提示文:
────────────────────

(58)【調査した分野】(Int.Cl.,DB名)
前記エッジ強度導出部は、前記分割領域内に設定された所定の複数の判定部位内の各画素の輝度値に基づいてエッジ平均を導出するものであって、前記所定の複数の判定部位は、水平方向に所定数連続した状態で、前記対象物の水平方向端部側に偏り、かつ、垂直方向に均等に離隔していることを特徴とする請求項1に記載の車外環境認識装置。
前記エッジ強度導出部は、フレーム単位で前記エッジ平均を導出し、時間的に連続する3フレーム分のエッジ平均のうちメディアンフィルタを用いた中央値を該エッジ平均とみなすことを特徴とする請求項1から3のいずれか1項に記載の車外環境認識装置。
【発明を実施するための形態】
【0015】
以下に添付図面を参照しながら、本発明の好適な実施形態について詳細に説明する。かかる実施形態に示す寸法、材料、その他具体的な数値などは、発明の理解を容易とするための例示にすぎず、特に断る場合を除き、本発明を限定するものではない。なお、本明細書および図面において、実質的に同一の機能、構成を有する要素については、同一の符号を付することにより重複説明を省略し、また本発明に直接関係のない要素は図示を省略する。
【0016】
近年では、車両に搭載した車載カメラによって自車両の前方の道路環境を撮像し、画像内における色情報や位置情報に基づいて先行車両等の対象物を特定し、特定された対象物との衝突を回避したり、先行車両との車間距離を安全な距離に保つ(ACC:Adaptive Cruise Control)、所謂衝突防止機能を搭載した車両が普及しつつある。しかし、画像を用いて単純に特定物を特定したとすると、道路上に滞留する水蒸気や排気ガス等の浮遊物を、車両や歩行者といった特定物と誤認識する場合も生じ得る。
【0017】
ここで、浮遊物特有の距離のばらつきや白さに基づいて浮遊物を特定することも考えられるが、無風状態で距離のばらつきが小さかったり、浮遊物に信号機の発光色や街灯が反射して白色ではなくなっている場合には、その特定精度が高まらない場合がある。そこで、本実施形態では、浮遊物において、その色合いが単調にしか変化せず、すなわち模様が少なく、エッジの強度(輝度差分値)が通常の特定物に対して比較的低くなることに着目し、エッジ強度に応じて浮遊物を検出することを目的としている。以下、このような目的を達成するための環境認識システムを説明し、その具体的な構成要素である車外環境認識装置を詳述する。
【0018】
(環境認識システム100)

────────────────────

データセット:
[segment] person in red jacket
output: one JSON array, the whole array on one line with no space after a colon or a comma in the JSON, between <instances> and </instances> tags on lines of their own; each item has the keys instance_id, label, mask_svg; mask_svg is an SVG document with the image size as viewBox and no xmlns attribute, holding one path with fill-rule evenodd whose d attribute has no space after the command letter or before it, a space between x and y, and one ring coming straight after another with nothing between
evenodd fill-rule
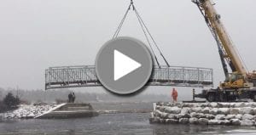
<instances>
[{"instance_id":1,"label":"person in red jacket","mask_svg":"<svg viewBox=\"0 0 256 135\"><path fill-rule=\"evenodd\" d=\"M172 101L177 102L177 92L175 88L172 88Z\"/></svg>"}]
</instances>

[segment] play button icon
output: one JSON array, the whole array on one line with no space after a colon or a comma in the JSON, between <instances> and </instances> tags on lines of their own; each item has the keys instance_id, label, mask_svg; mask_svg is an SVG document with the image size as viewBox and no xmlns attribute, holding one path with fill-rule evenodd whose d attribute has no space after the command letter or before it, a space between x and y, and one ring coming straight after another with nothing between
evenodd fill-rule
<instances>
[{"instance_id":1,"label":"play button icon","mask_svg":"<svg viewBox=\"0 0 256 135\"><path fill-rule=\"evenodd\" d=\"M122 76L131 73L142 65L130 57L123 54L118 50L113 51L113 77L114 81L119 80Z\"/></svg>"},{"instance_id":2,"label":"play button icon","mask_svg":"<svg viewBox=\"0 0 256 135\"><path fill-rule=\"evenodd\" d=\"M96 59L96 76L108 90L129 94L140 90L148 81L153 61L146 45L132 37L107 42Z\"/></svg>"}]
</instances>

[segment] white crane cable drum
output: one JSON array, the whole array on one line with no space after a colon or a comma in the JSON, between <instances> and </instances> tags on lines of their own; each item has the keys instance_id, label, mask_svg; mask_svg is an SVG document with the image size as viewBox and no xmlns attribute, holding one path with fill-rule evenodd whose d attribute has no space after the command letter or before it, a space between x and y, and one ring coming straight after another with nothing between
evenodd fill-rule
<instances>
[{"instance_id":1,"label":"white crane cable drum","mask_svg":"<svg viewBox=\"0 0 256 135\"><path fill-rule=\"evenodd\" d=\"M144 33L144 36L145 36L146 40L147 40L147 42L148 42L148 45L149 45L150 50L151 50L151 52L152 52L152 54L154 55L154 59L155 59L155 62L157 63L157 65L158 65L159 67L160 67L160 63L159 63L159 60L158 60L158 59L157 59L157 57L156 57L156 55L155 55L155 53L154 53L154 49L153 49L153 47L152 47L152 45L151 45L151 43L150 43L149 38L148 38L148 36L150 37L151 40L153 41L154 45L154 46L156 47L156 48L158 49L158 51L159 51L159 53L160 53L160 56L161 56L162 59L164 59L166 65L168 67L170 67L169 63L167 62L165 56L163 55L161 50L160 49L159 46L157 45L157 43L156 43L154 38L153 37L152 34L149 32L148 28L147 27L147 25L145 25L145 23L144 23L144 21L143 20L142 17L140 16L138 11L137 11L137 8L135 8L132 0L131 0L131 3L130 3L130 5L128 6L128 8L127 8L127 10L125 11L125 14L124 17L122 18L122 20L121 20L121 21L120 21L120 23L119 23L119 25L117 30L115 31L115 32L114 32L114 34L113 34L113 38L116 38L116 37L119 36L119 31L120 31L120 30L121 30L121 27L122 27L122 25L123 25L123 24L124 24L124 22L125 22L125 19L126 19L126 17L127 17L127 14L128 14L129 11L130 11L131 8L132 8L132 10L135 12L135 14L136 14L136 15L137 15L137 20L138 20L138 22L139 22L139 24L140 24L140 26L141 26L141 28L142 28L143 33Z\"/></svg>"}]
</instances>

────────────────────

作業内容:
(1) 車外環境認識装置に関する提示文のうち、「前記エッジ強度導出部は、前記」から「のない要素は図示を省略する。」までを一字一句違えずに書き写してください。
(2) 車外環境認識装置に関する提示文について、最後の一文に続く部分を書き進めてください。

演習の結果:
(1)
前記エッジ強度導出部は、前記分割領域内に設定された所定の複数の判定部位内の各画素の輝度値に基づいてエッジ平均を導出するものであって、前記所定の複数の判定部位は、水平方向に所定数連続した状態で、前記対象物の水平方向端部側に偏り、かつ、垂直方向に均等に離隔していることを特徴とする請求項1に記載の車外環境認識装置。
前記エッジ強度導出部は、フレーム単位で前記エッジ平均を導出し、時間的に連続する3フレーム分のエッジ平均のうちメディアンフィルタを用いた中央値を該エッジ平均とみなすことを特徴とする請求項1から3のいずれか1項に記載の車外環境認識装置。
【発明を実施するための形態】
【0015】
以下に添付図面を参照しながら、本発明の好適な実施形態について詳細に説明する。かかる実施形態に示す寸法、材料、その他具体的な数値などは、発明の理解を容易とするための例示にすぎず、特に断る場合を除き、本発明を限定するものではない。なお、本明細書および図面において、実質的に同一の機能、構成を有する要素については、同一の符号を付することにより重複説明を省略し、また本発明に直接関係のない要素は図示を省略する。

(2)
図1は、環境認識システム100の接続関係を示したブロック図である。環境認識システム100は、自車両1内に設けられた、撮像装置110と、車外環境認識装置120と、車両制御装置(ECU:Engine Control Unit)130とを含んで構成される。
【0019】
撮像装置110は、CCD(Charge-Coupled Device)やCMOS(Complementary Metal-Oxide Semiconductor)等の撮像素子を含んで構成され、自車両1の前方に相当する環境を撮像し、3つの色相(R(赤)、G(緑)、B(青))からなるカラー画像やモノクロ画像を生成することができる。ここでは、撮像装置110で撮像されたカラー画像を輝度画像として採用し、後述する距離画像と区別する。
【0020】
また、撮像装置110は、自車両1の進行方向側において2つの撮像装置110それぞれの光軸が略平行になるように、略水平方向に離隔して配置される。撮像装置110は、自車両1の前方の検出領域に存在する対象物を撮像した画像データを、例えば1/60秒のフレーム毎(60fps)に連続して生成する。ここで、認識する対象物は、車両、歩行者、信号機、道路(進行路)、ガードレール、建物といった独立して存在する立体物のみならず、テールランプやウィンカー、信号機の各点灯部分等、立体物の一部として特定できる物も含む。以下の実施形態における各機能部は、このような画像データの更新を契機としてフレーム毎に各処理を遂行する。
【0021】
車外環境認識装置120は、2つの撮像装置110それぞれから画像データを取得し、所謂パターンマッチングを用いて視差を導き出し、導出された視差情報(後述する奥行距離に相当)を画像データに対応付けて距離画像を生成する。輝度画像および距離画像については後ほど詳述する。また、車外環境認識装置120は、輝度画像に基づく輝度、および、距離画像に基づく自車両1との奥行距離を用いて自車両1前方の検出領域における対象物がいずれの特定物に対応するかを特定する。
【0022】
車外環境認識装置120は、特定物を特定すると、その特定物(例えば、先行車両)を追跡しつつ、特定物と自車両1とが衝突する可能性が高いか否かの判定を行う。ここで、衝突の可能性が高いと判定した場合、車外環境認識装置120は、その旨、運転者の前方に設置されたディスプレイ122を通じて運転者に警告表示(報知)を行うとともに、車両制御装置130に対して、その旨を示す情報を出力する。
【0023】
車両制御装置130は、ステアリングホイール132、アクセルペダル134、ブレーキペダル136を通じて運転者の操作入力を受け付け、操舵機構142、駆動機構144、制動機構146に伝達することで自車両1を制御する。また、車両制御装置130は、車外環境認識装置120の指示に従い、駆動機構、制動機構を制御する。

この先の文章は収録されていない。